We’re excited about the future of these two communities and we have eager and motivated community leaders ready to work with us. 
 
February 26, 2013
Microloans, pastries & her children's education
Gertrude Bernardin is a courageous young woman living in Cap Haitien, in northern Haiti. Growing up in a working class family, her mother sold produce on the market and her father was in the military.
 
She is a mom to two teenage boys, both of whom are now in secondary school. She went to secondary school but did not graduate. It was then that she decided to become a pastry chef, because she really loves to cook.
 
Several months ago, some neighbors invited her to take part in a FINCA ‘village bank.’ She accepted their offer and received her first loan soon after.  She has managed that loan successfully, and now is on her fourth loan from FINCA, for 10,000 gourdes or $238. She feels great with the other members of her lending group, and is really proud to be a member of FINCA. She feels she is learning a lot from her loan officer and thinks it is good for her both financially and socially, to belong to this village bank.
 
Gertrude regularly purchases flour, sugar, milk and eggs to make pastries that she sells on the streets and in public markets. She also sells to private supermarkets who request her pastries every day. Her business has recently begun to gain more notoriety, and occasionally she receives special requests from clients to cater events or weddings.
 
Gertrude is a single mother and the sole provider for her small household of herself and her two sons (14 and 17 years old). The elder son is completing his senior year this year, and hopes to study to be a doctor. Gertrude hopes with all of her heart that she will be able to pay for his education. The younger son wants to be an engineer. Thanks to FINCA’s loans, she hopes her business will continue to grow so she can realize her dreams for her sons.
 
February 21, 2013
Community celebrates launch of Vibrant Village projects in Northern Haiti

By Matt Van Geest

As the sun started to set, the crowd was buzzing, excited for that first goal.

Data entries →

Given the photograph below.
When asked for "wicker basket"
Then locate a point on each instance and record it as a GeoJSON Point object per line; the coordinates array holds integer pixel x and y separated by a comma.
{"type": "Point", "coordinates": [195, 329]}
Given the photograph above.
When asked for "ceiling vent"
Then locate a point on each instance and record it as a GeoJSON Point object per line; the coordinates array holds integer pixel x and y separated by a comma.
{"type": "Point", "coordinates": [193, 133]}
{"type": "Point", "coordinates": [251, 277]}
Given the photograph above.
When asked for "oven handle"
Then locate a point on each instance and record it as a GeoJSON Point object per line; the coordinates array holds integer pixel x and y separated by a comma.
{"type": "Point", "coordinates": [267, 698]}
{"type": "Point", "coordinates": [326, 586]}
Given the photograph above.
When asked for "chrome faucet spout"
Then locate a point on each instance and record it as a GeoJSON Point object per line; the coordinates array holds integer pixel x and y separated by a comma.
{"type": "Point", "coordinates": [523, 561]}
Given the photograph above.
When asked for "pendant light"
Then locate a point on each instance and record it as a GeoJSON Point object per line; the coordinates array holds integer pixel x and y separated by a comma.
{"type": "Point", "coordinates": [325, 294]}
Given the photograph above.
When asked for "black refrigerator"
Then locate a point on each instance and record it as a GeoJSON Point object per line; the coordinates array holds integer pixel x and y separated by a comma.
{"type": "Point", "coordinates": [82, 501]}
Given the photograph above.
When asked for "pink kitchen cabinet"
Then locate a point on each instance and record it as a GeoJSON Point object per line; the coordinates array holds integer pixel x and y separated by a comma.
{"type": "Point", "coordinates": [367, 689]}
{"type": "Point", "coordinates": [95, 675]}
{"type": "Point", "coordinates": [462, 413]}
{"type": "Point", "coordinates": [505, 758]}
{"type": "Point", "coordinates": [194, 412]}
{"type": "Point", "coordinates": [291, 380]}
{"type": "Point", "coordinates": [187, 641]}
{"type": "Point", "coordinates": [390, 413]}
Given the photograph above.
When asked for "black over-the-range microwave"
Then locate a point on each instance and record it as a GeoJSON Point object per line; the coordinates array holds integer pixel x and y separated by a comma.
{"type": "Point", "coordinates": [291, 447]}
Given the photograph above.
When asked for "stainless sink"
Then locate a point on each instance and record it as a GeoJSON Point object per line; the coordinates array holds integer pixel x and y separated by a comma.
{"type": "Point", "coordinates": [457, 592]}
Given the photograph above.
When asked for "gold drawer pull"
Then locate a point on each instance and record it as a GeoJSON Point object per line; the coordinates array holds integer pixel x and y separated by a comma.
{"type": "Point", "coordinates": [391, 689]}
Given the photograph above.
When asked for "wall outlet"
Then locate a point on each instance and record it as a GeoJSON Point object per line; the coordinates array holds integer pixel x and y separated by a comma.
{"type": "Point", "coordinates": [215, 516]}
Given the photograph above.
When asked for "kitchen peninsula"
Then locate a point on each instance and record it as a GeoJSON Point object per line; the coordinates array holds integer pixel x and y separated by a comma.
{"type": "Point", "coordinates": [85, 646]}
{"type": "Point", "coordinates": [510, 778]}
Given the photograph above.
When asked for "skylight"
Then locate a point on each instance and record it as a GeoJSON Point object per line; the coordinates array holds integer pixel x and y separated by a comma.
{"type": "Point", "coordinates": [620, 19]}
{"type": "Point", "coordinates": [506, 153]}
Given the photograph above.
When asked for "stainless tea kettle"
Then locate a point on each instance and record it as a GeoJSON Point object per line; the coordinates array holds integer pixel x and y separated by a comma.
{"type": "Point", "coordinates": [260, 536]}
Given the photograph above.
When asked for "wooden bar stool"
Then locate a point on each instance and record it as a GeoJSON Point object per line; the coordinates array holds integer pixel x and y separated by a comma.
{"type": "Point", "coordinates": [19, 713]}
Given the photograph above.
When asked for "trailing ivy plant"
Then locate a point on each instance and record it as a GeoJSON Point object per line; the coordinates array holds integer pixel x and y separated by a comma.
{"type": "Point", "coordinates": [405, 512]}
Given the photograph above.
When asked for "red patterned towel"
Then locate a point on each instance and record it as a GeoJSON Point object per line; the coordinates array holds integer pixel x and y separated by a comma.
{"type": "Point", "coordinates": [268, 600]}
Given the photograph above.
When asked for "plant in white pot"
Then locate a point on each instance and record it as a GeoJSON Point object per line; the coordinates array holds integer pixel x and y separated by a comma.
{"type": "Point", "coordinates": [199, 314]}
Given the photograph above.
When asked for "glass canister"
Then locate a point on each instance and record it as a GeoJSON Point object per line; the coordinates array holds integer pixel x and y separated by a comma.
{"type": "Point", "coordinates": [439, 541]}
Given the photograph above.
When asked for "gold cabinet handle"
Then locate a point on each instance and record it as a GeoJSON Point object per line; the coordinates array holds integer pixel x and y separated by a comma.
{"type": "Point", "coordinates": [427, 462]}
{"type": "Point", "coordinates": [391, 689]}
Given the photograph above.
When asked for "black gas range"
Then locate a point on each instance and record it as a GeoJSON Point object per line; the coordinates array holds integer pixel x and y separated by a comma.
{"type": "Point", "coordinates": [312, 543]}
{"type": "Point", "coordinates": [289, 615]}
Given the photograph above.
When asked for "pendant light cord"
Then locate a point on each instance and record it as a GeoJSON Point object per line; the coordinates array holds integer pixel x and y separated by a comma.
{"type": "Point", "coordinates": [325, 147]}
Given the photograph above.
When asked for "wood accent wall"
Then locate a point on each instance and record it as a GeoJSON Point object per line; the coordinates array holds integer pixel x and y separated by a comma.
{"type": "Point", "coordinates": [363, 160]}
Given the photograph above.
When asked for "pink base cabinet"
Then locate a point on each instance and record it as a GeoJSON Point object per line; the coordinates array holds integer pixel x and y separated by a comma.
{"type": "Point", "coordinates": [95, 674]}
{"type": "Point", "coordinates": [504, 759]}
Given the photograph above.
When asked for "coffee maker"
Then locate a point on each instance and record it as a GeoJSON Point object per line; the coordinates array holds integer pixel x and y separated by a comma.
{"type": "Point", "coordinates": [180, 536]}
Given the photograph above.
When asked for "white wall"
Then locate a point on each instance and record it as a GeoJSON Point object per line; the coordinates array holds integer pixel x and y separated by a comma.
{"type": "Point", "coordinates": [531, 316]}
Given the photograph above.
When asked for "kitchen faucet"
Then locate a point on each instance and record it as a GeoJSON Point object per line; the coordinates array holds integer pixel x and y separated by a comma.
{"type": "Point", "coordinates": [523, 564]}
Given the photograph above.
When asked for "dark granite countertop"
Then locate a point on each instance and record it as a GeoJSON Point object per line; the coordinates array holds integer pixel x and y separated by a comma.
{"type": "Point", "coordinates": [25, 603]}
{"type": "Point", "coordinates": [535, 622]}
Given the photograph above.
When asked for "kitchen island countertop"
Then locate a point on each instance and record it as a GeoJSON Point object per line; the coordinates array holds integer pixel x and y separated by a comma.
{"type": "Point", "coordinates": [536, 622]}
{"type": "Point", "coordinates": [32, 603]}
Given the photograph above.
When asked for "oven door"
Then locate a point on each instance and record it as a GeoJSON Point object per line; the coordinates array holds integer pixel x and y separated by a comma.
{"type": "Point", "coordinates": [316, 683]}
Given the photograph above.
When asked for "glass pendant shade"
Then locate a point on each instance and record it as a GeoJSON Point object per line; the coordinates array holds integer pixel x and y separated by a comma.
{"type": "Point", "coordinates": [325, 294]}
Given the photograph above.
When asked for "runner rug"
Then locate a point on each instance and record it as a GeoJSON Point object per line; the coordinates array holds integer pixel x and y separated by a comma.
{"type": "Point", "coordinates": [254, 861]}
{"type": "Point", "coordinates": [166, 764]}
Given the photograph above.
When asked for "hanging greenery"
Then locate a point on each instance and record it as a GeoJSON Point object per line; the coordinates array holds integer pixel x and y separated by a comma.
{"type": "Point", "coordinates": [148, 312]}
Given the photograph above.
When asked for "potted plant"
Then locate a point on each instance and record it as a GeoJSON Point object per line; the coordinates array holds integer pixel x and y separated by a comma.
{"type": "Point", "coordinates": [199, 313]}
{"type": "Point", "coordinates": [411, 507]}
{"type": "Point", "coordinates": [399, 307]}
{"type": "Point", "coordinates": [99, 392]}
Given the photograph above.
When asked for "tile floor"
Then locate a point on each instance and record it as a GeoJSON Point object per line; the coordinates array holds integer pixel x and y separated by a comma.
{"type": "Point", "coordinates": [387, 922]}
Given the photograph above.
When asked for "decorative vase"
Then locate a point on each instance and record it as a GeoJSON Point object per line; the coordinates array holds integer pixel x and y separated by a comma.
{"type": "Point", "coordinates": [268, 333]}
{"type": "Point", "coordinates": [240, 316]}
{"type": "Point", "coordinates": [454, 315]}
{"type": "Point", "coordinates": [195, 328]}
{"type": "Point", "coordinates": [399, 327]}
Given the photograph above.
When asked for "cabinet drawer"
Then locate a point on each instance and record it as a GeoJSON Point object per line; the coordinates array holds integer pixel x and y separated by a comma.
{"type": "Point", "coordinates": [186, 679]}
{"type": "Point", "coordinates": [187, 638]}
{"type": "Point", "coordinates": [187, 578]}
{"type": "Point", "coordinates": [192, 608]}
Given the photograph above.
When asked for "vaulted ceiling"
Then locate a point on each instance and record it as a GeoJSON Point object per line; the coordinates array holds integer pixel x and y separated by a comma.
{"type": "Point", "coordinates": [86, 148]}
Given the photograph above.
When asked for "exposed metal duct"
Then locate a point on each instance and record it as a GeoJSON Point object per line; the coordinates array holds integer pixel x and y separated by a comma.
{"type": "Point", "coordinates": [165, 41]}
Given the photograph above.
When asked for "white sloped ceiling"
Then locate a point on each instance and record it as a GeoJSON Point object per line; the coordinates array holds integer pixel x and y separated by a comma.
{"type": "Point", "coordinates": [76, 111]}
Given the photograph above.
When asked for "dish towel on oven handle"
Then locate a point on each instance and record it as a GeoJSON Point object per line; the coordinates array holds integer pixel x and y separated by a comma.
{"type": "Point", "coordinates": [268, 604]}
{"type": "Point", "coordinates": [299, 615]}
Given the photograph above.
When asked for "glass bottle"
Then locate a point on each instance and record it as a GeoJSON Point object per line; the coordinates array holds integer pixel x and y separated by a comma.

Instructions →
(1) According to the Haiti blog posts, what is the amount of Gertrude Bernardin's fourth loan from FINCA?
(2) Pick up the Haiti blog posts right after their last sentence, about the crowd waiting for the first goal, and keep writing the account of the Vibrant Village launch celebration.

Task results →
(1) Her fourth loan is for 10,000 gourdes, or $238.

(2)
The players fought tirelessly for the pride of their team so they could emerge champions. Finally, a goal!  A few minutes later, another goal and the first half ended tied 1-1. The players went into the half tired, but eager to get back out on the pitch. The halftime show was fun for all. Beyoncé wasn’t available, but the singing contest with themes on cholera prevention, the foot races and the musical chairs competition kept the crowd excited.

Haitians love soccer and this event was no exception. Hundreds of people came out to watch the final championship games of the week, one in the village of Phaeton and one in Paulette, the two communities where Vibrant Village is focusing its efforts in northern Haiti.  The event was designed as a celebration, both of the coming Carnival season and of Vibrant Village’s projects. We had spent the past few months in weekly meetings with community members to work on identifying their hopes and dreams for the future. This event was an opportunity to share those dreams with the broader community, to celebrate the completion of the revitalized water system, our first project in addition to our regular feeding program, and to just to let go for a day.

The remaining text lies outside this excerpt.